- _DATA IN THIS EXERCISE_
━━━━━━━━━━━━━━━━━━━━

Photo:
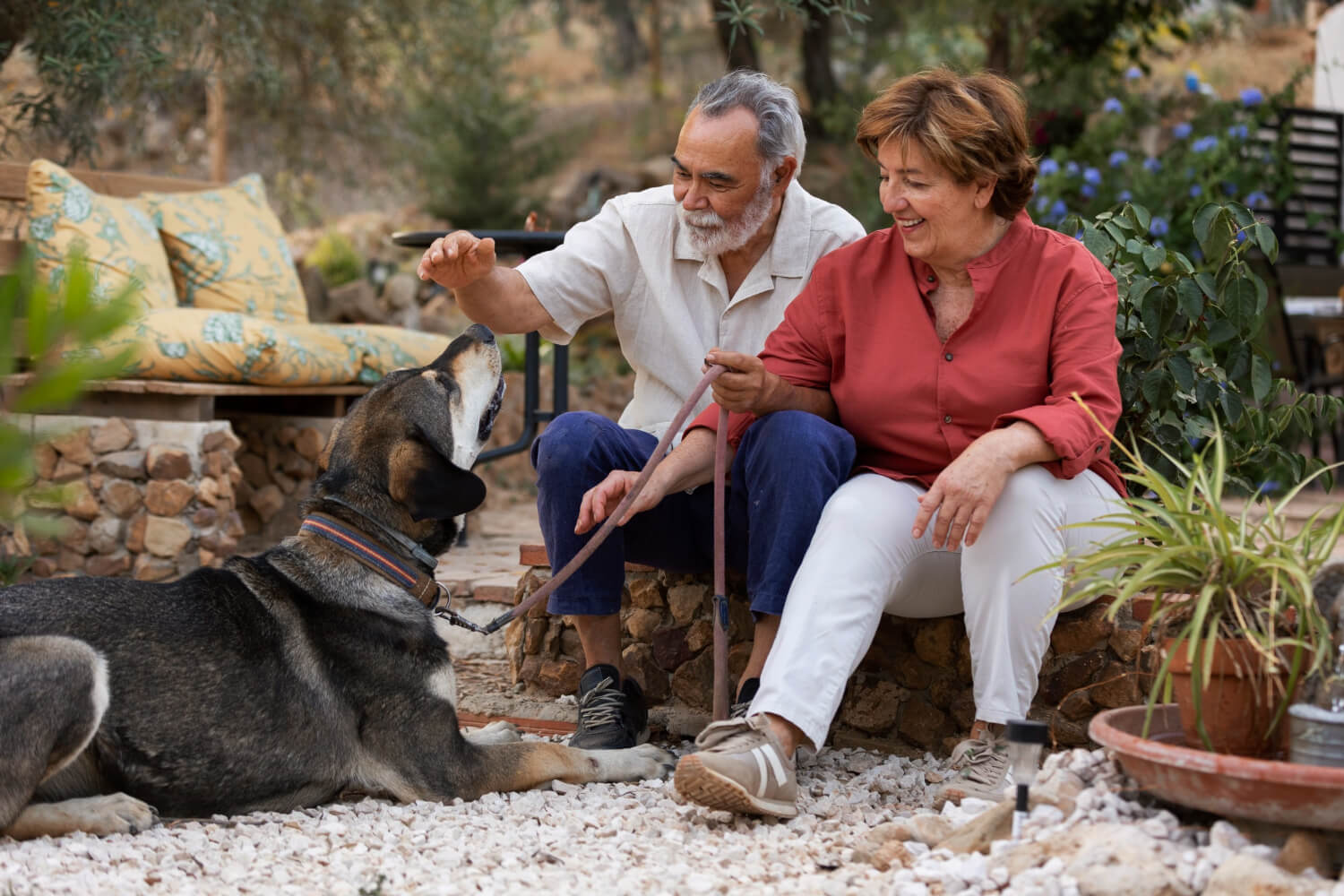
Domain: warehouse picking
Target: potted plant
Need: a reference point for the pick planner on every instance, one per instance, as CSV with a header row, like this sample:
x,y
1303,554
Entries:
x,y
1231,595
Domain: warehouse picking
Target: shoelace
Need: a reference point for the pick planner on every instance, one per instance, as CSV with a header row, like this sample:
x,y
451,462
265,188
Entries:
x,y
601,705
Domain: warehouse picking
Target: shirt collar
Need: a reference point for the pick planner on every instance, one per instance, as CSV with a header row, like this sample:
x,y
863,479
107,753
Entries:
x,y
788,252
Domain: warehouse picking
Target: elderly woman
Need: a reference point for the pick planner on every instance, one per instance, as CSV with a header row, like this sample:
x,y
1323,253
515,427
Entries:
x,y
949,346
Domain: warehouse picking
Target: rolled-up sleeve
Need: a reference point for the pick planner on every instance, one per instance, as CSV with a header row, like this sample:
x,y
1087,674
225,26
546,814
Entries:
x,y
1083,360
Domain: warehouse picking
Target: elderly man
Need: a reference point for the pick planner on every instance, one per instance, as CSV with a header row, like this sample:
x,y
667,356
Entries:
x,y
710,261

━━━━━━━━━━━━━━━━━━━━

- _TASK OBJECTIVE_
Pick out each line above that contains the word "Target" and copy it. Upper and lower case must match.

- _SOLVED EXERCISE_
Target: potted plant
Target: shoelace
Target: shirt collar
Target: elderly woman
Target: rolled-up sleeve
Target: elderly man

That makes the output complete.